** start Given records **
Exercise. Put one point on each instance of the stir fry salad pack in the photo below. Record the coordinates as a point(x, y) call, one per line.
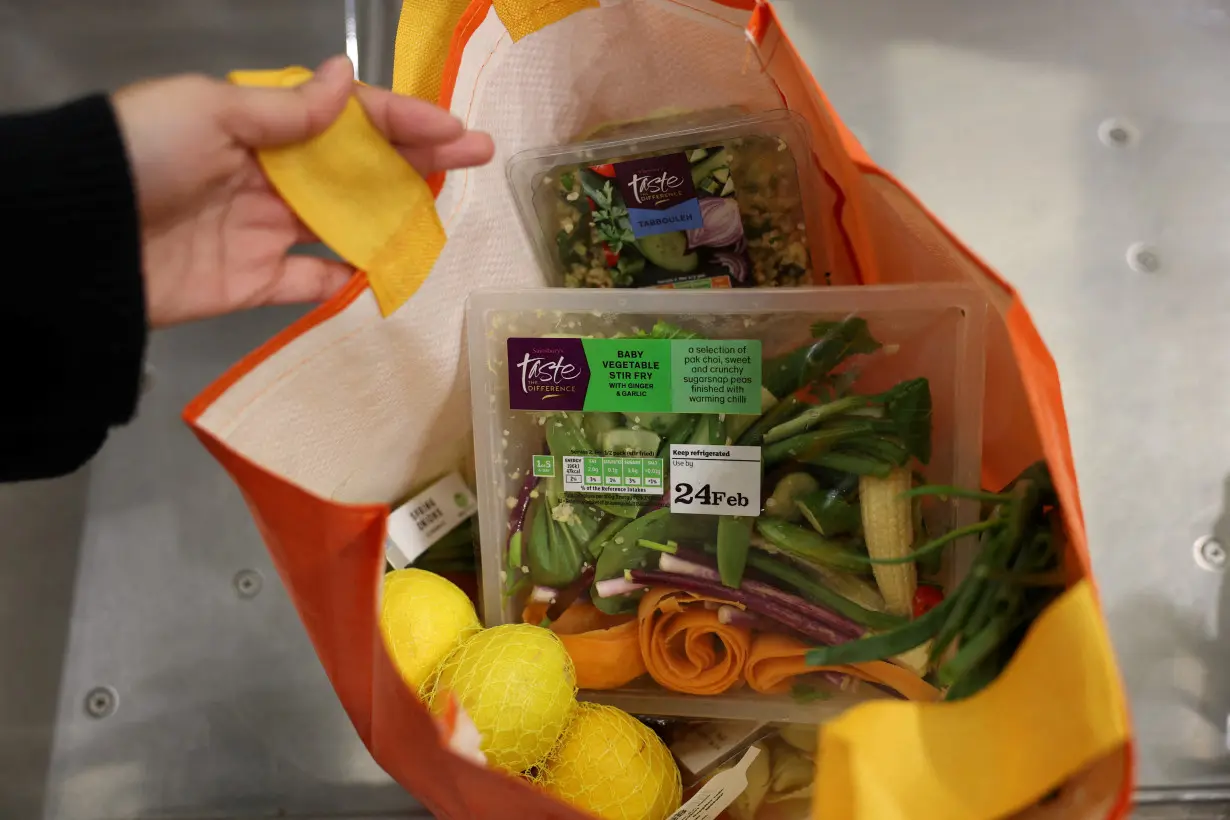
point(696, 492)
point(701, 201)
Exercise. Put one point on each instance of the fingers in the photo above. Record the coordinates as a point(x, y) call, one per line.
point(470, 150)
point(308, 279)
point(273, 117)
point(428, 137)
point(408, 121)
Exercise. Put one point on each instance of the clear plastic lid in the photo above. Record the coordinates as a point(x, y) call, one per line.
point(709, 199)
point(635, 441)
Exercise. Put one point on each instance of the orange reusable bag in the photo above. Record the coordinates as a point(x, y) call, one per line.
point(365, 398)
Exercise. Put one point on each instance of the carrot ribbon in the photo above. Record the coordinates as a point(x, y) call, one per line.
point(686, 649)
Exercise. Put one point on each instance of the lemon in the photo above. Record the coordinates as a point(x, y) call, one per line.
point(613, 766)
point(518, 685)
point(423, 617)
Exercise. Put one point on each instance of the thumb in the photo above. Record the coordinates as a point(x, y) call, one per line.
point(273, 117)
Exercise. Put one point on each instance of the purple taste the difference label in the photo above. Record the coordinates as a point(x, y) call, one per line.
point(546, 374)
point(659, 194)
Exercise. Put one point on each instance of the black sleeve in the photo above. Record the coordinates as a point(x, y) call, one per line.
point(73, 322)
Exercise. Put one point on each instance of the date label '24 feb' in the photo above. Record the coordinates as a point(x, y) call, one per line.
point(714, 480)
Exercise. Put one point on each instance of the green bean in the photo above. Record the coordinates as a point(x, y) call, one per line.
point(807, 444)
point(813, 416)
point(966, 595)
point(807, 546)
point(613, 528)
point(935, 545)
point(851, 464)
point(733, 541)
point(780, 412)
point(947, 491)
point(819, 594)
point(886, 644)
point(979, 648)
point(880, 448)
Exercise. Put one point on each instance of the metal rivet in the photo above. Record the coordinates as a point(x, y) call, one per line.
point(101, 701)
point(1209, 553)
point(1117, 133)
point(1144, 258)
point(249, 583)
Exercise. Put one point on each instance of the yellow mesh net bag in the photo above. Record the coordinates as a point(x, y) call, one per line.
point(518, 685)
point(613, 766)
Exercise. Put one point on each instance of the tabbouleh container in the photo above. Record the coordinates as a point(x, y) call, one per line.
point(696, 202)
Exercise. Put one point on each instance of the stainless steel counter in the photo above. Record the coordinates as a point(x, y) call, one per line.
point(1083, 146)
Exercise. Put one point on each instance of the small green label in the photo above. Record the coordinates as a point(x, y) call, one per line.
point(715, 376)
point(544, 467)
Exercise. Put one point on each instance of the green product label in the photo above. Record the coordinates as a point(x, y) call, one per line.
point(544, 467)
point(672, 376)
point(710, 376)
point(627, 375)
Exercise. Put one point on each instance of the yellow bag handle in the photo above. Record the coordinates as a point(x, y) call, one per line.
point(352, 188)
point(1055, 709)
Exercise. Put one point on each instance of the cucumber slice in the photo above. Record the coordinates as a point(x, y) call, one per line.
point(668, 251)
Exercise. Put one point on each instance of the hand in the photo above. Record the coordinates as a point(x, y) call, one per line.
point(214, 232)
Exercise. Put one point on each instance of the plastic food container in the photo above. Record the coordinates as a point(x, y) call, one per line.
point(616, 432)
point(712, 199)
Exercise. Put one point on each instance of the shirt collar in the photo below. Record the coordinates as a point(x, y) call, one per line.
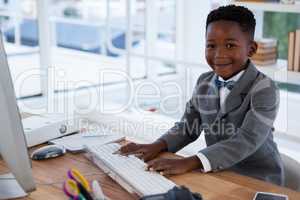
** end Given records **
=== Problem details ===
Give back the part of the material that opens with the line containing "Exercise. Put one point on each instance of the stainless" and closes with the line containing "point(214, 232)", switching "cucumber slice" to "cucumber wedge" and keeping everything else the same. Output only those lines.

=== Exercise response ===
Exercise. Put one point on each instance of the stainless steel counter in the photo above. Record the coordinates as a point(x, y) call, one per line.
point(1083, 146)
Exercise. Put one point on each instance of the small green label in the photo above. Record the coordinates as a point(x, y) call, one per line.
point(715, 376)
point(544, 467)
Exercise. Put one point on each instance of the green product label in the photo above. Record the coordinates as a point(x, y) call, one per line.
point(544, 467)
point(672, 376)
point(710, 376)
point(627, 375)
Exercise. Put one point on each instance of the yellow bag handle in the photo above. Record the coordinates as a point(x, y) call, one per line.
point(352, 188)
point(1055, 709)
Exercise. Put one point on each instance of the cucumber wedge in the photo above. Record the coordinates as a point(x, y) call, one per line.
point(668, 251)
Exercise. Put one point on each instance of the hand in the photo above. Record the coordinates as a point(x, y) call, one per line.
point(214, 232)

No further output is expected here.